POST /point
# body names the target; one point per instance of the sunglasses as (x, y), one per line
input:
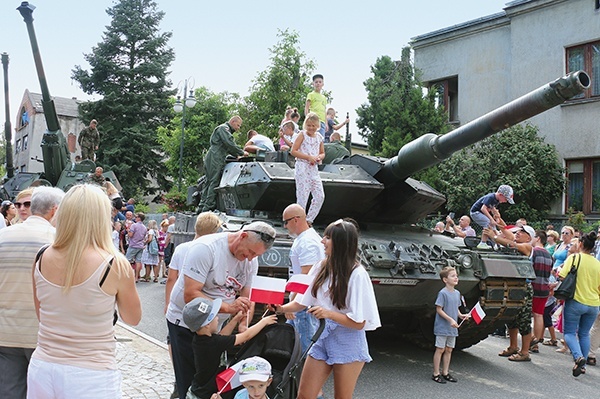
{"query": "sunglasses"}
(26, 204)
(267, 238)
(286, 221)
──────────────────────────────
● INSTRUCTIONS TO FOLLOW:
Produce a verbatim transcription of every line in the listing, images omitted.

● RESULT OF THIS TASK:
POST /point
# body names the target; one point per instance of the sunglasses as (x, y), one per line
input:
{"query": "sunglasses"}
(26, 204)
(267, 238)
(286, 221)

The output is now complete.